España tiene pendiente una reforma profunda de la regulación de los servicios. En términos amplios, los ayuntamientos, comunidades y Estado vienen desarrollando multitud de normativas que bajo el supuesto objetivo de garantizar la calidad del producto o servicio, así como de controlar sus efectos medioambientales o urbanísticos, acaban operando como auténticas barreras a la entrada y a la competencia efectiva. Sin duda, parte de esta regulación es bienintencionada pero a nadie se le escapa que la notable presión de grupos de poder mantiene amplios espacios de actividad ajenos a la libre competencia, reduciendo el potencial de crecimiento de la economía y las oportunidades de todos los ciudadanos.

En los últimos años, el país ha debido transponer la última directiva de servicios que iba dirigida a romper la limitación espuria al establecimiento de empresas, así como a la eliminación de toda regulación que restringiera la libertad en la prestación de un servicio en cualquier mercado europeo, con independencia del lugar de origen de la compañía oferente. Sin embargo, muchas autoridades han aplicado la directiva buscando la adecuación de la regulación previa a los supuestos habilitados por la propia norma europea para mantener de facto las restricciones a la competencia.

Este comportamiento supone un freno a la recuperación de la economía española y representa la supervivencia de los más conservadores «grupos de poder» que vienen mediatizando el futuro de nuestro país desde hace décadas. Ante tal situación, las autoridades europeas están impulsando una nueva Acta Única que, como la primera, avance en la integración de los mercados nacionales en uno único europeo.

Por otra parte, los comportamientos anticompetitivos se observan también en mercados clave que fueron privatizados en los años noventa pero que no han sufrido una rerregulación oportuna que facilite la entrada y la competencia de nuevos agentes. En este caso, la responsabilidad sigue recayendo en el sector público, que no ha hecho uso de su poder de regulación.

Esta crisis representa la ocasión oportuna a las autoridades españolas para resituar estos mercados bajo los requisitos de la competencia y la concurrencia, pasando por encima de los intereses creados. No existe pues un cambio más netamente progresista en política económica que la lucha contra estos grupos de poder que obtienen rentas extraordinarias a fuerza de exprimir a los consumidores y cuya protección legal no tiene nada que ver con el necesario apoyo que deben dar las autoridades a los más débiles. Además, tal agenda reformista supondría la mejor política de apoyo a los emprendedores, centrada en la apertura de los mercados a la concurrencia de nuevos entrantes.

******************************

Tareas pedidas:
(a) Según el texto sobre la regulación de los servicios en España, ¿qué administraciones vienen desarrollando multitud de normativas? Nómbralas todas.
(b) Indica si cada afirmación coincide con el texto sobre la regulación de los servicios en España. Responde sí o no y cita las palabras del texto que lo deciden.
(i) La última directiva de servicios buscaba romper la limitación al establecimiento de empresas.
(ii) Los mercados privatizados en los años noventa recibieron una rerregulación oportuna.
(iii) El texto afirma que toda esa regulación es malintencionada.
(c) Sigue escribiendo el texto sobre la regulación de los servicios en España a partir de su última oración.

******************************

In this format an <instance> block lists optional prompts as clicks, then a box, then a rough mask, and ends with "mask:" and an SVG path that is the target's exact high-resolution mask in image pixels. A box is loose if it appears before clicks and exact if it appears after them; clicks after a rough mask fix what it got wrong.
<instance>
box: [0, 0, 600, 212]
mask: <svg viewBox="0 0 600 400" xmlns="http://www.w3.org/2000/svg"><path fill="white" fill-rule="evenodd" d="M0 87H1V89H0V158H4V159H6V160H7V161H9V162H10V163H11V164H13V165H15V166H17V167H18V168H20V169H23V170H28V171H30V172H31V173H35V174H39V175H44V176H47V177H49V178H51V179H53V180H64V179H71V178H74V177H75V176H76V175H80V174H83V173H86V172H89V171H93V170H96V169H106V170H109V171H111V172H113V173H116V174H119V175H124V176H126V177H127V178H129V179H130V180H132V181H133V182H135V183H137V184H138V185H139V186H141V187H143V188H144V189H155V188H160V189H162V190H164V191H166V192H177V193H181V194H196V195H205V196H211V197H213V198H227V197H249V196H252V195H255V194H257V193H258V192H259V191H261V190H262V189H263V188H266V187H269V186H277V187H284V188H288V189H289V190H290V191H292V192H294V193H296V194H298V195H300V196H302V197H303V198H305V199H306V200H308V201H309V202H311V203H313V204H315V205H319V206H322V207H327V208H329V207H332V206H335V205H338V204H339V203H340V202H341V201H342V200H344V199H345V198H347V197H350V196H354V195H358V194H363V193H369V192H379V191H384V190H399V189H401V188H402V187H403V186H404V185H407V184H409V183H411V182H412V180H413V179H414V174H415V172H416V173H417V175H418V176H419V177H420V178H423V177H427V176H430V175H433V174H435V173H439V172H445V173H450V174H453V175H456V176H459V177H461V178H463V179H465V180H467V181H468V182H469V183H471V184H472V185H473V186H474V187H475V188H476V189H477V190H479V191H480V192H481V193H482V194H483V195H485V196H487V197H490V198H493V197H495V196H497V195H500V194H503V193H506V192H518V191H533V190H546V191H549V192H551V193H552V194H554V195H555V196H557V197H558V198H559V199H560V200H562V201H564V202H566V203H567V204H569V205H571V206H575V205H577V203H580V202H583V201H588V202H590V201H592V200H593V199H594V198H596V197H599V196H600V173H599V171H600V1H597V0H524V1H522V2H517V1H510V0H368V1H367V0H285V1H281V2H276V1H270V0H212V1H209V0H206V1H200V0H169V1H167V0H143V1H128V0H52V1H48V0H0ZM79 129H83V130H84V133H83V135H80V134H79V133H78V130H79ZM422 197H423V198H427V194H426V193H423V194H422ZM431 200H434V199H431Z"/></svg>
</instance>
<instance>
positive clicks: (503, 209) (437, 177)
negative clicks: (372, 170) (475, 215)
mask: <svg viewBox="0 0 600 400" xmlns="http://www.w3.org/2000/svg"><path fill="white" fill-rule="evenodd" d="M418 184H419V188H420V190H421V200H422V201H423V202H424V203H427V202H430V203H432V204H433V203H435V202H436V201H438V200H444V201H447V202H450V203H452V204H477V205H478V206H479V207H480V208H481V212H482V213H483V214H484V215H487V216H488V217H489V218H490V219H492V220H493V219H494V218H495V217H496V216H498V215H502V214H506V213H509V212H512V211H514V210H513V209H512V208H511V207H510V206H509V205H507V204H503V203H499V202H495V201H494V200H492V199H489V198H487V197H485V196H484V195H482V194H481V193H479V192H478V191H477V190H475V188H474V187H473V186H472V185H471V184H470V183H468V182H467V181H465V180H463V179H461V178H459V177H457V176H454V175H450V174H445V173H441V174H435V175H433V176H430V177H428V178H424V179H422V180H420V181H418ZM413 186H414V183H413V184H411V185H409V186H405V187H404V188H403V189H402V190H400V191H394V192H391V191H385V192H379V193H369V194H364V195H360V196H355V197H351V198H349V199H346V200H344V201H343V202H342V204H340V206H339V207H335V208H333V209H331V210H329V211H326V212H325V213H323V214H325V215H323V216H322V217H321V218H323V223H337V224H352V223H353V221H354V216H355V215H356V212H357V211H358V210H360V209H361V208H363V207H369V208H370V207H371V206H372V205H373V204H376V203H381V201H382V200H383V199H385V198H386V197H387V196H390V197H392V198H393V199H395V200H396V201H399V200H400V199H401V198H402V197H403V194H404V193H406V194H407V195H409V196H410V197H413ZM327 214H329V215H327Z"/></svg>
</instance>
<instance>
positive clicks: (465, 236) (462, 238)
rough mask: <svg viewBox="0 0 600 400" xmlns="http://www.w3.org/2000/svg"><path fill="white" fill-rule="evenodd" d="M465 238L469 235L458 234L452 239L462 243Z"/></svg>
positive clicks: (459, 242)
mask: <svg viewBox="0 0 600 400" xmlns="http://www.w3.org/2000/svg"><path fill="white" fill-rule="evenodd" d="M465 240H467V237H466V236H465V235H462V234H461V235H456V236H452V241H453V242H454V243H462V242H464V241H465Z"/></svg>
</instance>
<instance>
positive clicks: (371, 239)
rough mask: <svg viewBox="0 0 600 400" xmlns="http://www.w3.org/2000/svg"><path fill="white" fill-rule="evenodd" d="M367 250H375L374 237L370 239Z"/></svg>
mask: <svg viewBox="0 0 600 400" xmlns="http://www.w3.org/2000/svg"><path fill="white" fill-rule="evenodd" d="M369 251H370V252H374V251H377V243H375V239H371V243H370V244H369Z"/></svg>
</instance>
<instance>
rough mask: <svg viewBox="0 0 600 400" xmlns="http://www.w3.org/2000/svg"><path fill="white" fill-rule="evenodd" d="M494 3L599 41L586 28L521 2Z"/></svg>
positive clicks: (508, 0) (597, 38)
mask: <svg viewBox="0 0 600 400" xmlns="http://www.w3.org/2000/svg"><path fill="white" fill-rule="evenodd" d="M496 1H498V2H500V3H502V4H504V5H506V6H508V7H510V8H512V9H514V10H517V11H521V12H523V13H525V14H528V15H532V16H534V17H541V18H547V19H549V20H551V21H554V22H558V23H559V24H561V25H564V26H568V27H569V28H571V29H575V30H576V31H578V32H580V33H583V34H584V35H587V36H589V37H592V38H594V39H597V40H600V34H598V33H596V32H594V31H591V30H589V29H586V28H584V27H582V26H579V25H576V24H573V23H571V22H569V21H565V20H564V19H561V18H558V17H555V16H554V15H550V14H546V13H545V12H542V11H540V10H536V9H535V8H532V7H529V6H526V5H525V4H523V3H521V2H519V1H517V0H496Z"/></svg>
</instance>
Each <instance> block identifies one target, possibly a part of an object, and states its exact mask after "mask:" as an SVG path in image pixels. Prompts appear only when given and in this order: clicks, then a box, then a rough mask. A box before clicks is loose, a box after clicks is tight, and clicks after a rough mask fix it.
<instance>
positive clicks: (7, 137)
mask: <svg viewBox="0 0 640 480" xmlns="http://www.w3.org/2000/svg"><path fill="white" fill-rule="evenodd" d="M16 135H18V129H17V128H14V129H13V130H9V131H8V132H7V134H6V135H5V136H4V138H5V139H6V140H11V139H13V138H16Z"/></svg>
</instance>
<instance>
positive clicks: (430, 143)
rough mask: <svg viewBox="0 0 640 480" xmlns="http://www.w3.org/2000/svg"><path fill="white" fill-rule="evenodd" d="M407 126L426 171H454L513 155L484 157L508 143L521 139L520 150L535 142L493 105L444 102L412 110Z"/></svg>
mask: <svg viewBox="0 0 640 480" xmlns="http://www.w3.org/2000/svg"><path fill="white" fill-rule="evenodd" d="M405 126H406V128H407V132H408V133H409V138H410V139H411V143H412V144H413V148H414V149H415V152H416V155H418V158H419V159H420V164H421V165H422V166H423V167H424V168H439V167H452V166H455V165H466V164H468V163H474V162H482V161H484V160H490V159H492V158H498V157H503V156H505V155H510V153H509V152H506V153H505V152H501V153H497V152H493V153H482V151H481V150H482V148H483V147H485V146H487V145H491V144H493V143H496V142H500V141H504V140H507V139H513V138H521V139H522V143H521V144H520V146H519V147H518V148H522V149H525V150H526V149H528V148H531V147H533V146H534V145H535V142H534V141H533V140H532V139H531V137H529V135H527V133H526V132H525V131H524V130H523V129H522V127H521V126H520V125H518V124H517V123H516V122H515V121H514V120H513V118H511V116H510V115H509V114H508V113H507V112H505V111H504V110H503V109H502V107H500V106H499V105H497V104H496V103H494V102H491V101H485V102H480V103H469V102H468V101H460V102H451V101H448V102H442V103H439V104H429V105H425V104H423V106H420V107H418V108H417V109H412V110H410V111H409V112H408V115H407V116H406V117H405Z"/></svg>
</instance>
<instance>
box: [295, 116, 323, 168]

******************************

Respuestas por tarea:
(a) Los ayuntamientos, las comunidades y el Estado.

(b)
(i) Sí: «iba dirigida a romper la limitación espuria al establecimiento de empresas».
(ii) No: «no han sufrido una rerregulación oportuna».
(iii) No: «Sin duda, parte de esta regulación es bienintencionada».

(c)
Por todo ello, el país necesita intensificar la cultura procompetencia que debe impregnar el conjunto de la actividad empresarial. En este sentido, se debería intensificar la dotación y la capacidad de la Comisión Nacional de la Competencia para hacer frente a los comportamientos empresariales contra el mercado, particularmente cuando la estructura empresarial del país sigue denotando un reducido respeto por la competencia y la presencia de oligopolios en algunos sectores estratégicos supone un freno al desarrollo económico del país. Así, la propuesta gubernamental de fusionar los organismos sectoriales con la Comisión Nacional de la Competencia podría suponer un duro golpe a las políticas procompetencia en nuestro país.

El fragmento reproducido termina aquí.